Who doesn't want a classic wooden 2-for-1 flying boat with incredible ties to U.S. and Canadian history?
One of the most unusual 'boats' in the world needs a new home, and this one takes the classic wooden boat concept to a whole new level.
Last week, the curators at the Canadian Aviation and Space Museum announced that the unique and inimitable Curtiss Seagull was being "deaccessioned." That's another way of saying the boat will no longer be displayed and is now available privately.
“It has been decided,” said museum spokesperson Philippe Tremblay in a statement.
“The Curtiss Seagull will be deaccessioned from the collection.”
The museum said it no longer has space to display the iconic machine. They also said there are ongoing conversations with private buyers willing to preserve it. The Seagull has been on display since 1968.
The famous 'flying boat,' also known as the Curtiss SOC Seagull in later versions, was part of a National Geographic expedition to the Amazon rainforest in 1925. It was used to conduct a 19,000 km (11,800 mile) mapping survey of an area deep in the Amazon that had never been explored.
The mahogany craft features a boat-like hull and was designed with a set of sponsons beneath its wings -- allowing it to transition between airborne flight and aquatic travel. While it has all the hallmarks of an early 'float plane,' the Curtiss Seagull was actually designed with aquatic travel in mind, not simply for landing on water. Later versions utilized a primary sponson directly under the cockpit, further modifying it for aquatic use.
The original concept was developed in the United States as a single-engine aircraft for civilian use, but it was only in production from 1919 to 1920. At the time, it retailed for a modest $6000 USD (or roughly $105,000 USD by today's standards). It's designer, the Curtiss Aeroplane and Motor Company, already had significant aeronautical experience designing and building airplanes for the U.S. Navy during WWI.

**RECORDS SHOWN:**
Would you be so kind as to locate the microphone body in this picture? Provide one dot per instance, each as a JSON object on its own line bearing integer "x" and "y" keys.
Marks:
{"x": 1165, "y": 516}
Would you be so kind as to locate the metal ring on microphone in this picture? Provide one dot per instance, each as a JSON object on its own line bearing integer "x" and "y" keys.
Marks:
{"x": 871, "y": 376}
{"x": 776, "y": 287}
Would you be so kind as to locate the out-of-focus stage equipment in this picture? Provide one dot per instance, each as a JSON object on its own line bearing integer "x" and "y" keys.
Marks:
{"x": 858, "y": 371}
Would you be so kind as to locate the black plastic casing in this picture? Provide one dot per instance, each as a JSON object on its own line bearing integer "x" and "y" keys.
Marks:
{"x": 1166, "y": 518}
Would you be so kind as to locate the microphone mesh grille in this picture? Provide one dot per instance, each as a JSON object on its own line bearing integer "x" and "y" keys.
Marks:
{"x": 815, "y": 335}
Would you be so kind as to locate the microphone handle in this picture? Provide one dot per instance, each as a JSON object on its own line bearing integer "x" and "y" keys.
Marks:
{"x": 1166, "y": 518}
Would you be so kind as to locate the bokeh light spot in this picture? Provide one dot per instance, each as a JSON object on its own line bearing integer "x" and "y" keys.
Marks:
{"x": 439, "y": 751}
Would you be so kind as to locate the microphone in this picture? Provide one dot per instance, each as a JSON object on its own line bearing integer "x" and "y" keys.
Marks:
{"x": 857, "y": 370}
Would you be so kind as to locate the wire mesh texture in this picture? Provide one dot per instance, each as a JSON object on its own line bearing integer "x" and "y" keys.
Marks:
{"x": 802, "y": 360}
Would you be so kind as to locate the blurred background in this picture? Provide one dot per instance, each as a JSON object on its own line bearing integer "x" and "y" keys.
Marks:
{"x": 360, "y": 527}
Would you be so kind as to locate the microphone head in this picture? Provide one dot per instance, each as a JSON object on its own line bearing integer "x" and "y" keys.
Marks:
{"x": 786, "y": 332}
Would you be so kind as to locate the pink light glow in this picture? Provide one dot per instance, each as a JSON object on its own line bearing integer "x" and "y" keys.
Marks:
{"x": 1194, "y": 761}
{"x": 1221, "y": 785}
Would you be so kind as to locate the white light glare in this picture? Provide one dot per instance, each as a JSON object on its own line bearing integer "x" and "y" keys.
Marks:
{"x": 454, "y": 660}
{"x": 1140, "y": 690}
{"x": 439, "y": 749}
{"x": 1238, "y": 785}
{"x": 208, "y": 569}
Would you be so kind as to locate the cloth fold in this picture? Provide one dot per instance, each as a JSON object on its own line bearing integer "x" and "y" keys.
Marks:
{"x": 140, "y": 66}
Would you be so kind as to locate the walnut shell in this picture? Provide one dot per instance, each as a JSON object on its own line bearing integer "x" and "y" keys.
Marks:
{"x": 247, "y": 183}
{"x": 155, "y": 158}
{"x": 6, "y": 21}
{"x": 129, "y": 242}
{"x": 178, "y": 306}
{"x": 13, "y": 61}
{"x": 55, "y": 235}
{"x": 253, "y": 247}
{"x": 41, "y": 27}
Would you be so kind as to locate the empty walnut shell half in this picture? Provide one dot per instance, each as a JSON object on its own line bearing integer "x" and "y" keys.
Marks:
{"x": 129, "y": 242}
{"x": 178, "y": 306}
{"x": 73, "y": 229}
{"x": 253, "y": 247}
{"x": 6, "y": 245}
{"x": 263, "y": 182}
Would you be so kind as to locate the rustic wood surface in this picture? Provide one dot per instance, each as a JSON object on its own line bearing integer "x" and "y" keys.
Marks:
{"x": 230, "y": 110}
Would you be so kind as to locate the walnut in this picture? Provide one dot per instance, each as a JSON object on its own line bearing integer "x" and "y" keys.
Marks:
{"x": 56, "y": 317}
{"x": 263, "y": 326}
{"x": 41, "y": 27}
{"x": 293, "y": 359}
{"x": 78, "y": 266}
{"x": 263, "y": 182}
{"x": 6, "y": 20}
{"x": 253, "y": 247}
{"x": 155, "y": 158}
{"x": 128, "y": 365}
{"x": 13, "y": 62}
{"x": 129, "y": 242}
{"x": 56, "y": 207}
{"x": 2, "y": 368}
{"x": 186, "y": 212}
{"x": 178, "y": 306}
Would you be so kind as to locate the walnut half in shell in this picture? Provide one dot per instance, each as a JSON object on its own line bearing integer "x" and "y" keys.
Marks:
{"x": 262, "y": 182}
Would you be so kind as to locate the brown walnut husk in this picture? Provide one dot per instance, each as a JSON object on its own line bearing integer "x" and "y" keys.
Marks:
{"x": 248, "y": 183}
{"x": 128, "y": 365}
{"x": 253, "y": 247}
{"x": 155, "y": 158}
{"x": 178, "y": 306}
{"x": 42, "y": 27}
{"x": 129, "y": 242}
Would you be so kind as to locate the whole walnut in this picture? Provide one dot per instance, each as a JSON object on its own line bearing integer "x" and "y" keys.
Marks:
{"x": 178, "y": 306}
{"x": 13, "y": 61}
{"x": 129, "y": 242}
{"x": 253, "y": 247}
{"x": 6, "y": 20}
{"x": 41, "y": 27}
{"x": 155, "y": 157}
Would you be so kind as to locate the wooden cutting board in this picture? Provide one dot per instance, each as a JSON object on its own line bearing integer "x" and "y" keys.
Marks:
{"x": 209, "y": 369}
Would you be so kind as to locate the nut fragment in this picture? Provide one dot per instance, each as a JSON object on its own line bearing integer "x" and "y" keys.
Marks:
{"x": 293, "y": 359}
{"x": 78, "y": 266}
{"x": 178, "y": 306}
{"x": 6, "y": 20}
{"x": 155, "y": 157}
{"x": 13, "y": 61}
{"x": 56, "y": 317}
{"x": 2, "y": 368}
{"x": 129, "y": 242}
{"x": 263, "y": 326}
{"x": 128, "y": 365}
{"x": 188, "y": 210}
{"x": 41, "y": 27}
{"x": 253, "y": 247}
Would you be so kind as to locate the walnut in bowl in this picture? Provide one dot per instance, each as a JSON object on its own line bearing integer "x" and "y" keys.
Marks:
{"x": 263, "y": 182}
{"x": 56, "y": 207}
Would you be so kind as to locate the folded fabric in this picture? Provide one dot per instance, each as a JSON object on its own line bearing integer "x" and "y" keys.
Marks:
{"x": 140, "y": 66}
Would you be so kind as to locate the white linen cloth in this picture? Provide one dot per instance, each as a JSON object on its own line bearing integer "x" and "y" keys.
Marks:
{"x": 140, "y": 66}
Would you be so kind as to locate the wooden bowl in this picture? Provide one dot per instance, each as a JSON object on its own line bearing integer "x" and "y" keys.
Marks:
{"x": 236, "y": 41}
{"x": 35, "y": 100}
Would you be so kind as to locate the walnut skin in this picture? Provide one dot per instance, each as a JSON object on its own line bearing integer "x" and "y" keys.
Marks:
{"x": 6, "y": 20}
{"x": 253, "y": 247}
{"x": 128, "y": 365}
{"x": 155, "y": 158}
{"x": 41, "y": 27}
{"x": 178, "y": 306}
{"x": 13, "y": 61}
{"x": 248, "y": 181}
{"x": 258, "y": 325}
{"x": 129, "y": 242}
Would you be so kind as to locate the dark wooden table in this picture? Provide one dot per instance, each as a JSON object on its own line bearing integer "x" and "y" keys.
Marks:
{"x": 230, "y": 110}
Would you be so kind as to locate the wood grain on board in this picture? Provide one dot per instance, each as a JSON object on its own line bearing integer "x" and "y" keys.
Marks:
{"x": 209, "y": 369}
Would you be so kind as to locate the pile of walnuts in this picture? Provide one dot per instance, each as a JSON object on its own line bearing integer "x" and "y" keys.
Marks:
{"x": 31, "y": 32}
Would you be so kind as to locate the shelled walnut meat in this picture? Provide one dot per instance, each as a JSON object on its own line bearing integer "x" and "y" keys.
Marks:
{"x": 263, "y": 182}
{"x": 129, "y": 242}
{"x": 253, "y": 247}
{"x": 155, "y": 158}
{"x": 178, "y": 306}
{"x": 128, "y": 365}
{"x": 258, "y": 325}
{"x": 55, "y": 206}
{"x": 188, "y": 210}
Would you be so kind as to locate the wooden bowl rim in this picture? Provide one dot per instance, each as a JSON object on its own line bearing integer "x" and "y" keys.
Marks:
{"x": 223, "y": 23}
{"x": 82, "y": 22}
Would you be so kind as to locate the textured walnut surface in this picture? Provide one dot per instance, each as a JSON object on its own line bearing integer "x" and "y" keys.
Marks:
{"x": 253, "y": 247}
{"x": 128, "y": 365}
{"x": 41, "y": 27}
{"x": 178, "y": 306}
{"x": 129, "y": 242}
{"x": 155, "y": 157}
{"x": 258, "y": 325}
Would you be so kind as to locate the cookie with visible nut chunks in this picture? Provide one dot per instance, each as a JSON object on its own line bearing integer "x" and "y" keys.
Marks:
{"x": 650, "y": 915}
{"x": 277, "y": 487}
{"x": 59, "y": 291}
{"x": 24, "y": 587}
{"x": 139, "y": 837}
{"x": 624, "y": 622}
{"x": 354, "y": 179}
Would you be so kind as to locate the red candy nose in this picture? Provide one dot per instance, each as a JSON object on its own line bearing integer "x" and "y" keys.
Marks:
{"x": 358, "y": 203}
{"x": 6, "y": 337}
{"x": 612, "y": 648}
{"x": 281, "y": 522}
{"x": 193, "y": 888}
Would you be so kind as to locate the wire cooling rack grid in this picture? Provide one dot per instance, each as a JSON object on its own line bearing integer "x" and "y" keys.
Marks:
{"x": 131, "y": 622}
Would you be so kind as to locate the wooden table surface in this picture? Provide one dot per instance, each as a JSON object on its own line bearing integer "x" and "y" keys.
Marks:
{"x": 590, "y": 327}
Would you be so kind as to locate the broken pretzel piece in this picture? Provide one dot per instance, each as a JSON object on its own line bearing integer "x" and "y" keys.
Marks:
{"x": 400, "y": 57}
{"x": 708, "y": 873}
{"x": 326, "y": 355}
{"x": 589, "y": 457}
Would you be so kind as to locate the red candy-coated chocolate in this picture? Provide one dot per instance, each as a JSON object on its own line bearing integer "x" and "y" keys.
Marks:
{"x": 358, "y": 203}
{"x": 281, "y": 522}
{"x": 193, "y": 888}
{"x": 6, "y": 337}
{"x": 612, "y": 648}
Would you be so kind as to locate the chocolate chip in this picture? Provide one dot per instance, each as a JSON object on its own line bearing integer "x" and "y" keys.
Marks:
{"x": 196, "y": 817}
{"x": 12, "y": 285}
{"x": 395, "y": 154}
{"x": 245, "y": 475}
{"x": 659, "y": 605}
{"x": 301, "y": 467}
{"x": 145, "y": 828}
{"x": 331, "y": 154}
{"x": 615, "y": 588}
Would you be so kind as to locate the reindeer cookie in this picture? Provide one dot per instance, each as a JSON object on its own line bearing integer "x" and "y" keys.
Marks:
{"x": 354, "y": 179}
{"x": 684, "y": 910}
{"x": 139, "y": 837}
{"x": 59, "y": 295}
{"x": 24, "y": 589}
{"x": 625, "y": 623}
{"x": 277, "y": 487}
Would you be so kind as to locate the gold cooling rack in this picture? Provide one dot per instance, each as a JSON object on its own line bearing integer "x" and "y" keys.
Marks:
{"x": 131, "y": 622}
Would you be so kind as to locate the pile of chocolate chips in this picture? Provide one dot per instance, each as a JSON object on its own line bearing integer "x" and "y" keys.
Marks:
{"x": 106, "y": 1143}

**SET PROBLEM 1:** According to the article about the Curtiss Seagull, in what year was the flying boat part of a National Geographic expedition to the Amazon rainforest?
**SET PROBLEM 2:** Carry on the article about the Curtiss Seagull, picking up right after its final sentence.

**WRITTEN REPLY 1:** 1925

**WRITTEN REPLY 2:**
The Seagull's unusual fuselage was made from mahogony plywood shaped around a wooden frame. It used fabric-covered wings and what's known as a pusher engine -- a particular drivetrain assembly most commonly found in propeller planes and outboard motors.
While it was eye-catching and popular amongst the public, it was relatively rare and not many were sold. The original Seagull platform was intended to complete with surplus airplanes flooding the market after WWI.
One of the few vocations the Seagull gained traction during the 1920s and 1930s was among Canadian bush pilots. As a small, relatively cheap aircraft capable of landing on water, it opened the burgeoning market of the commercial outfitting industry, allowing guides to bring customers to locations previously inaccessible. That being said, it would have been a white-knuckle ride for bushcrafters and guides alike as the Seagull was just 28-feet long with with a 49-foot wingspan. With only two seats placed side-by-side, it packed a meager 160 horsepower, had a cruising speed of 97 km/h (60 mph), and a top speed of only 122 km/h (76 mph). That meant landings and take-offs would have been extra tense with her 2000 lb airframe climbing at a rate of only 3000 feet every 10 minutes. That's only 150 feet every 30 seconds.
Despite her quirks, the Seagull concept proved incredibly adaptable, and one of her later versions, the Curtiss SOC Seagull, was a very popular and inflential scout plane for the U.S. Navy during the 1930's until after WWII.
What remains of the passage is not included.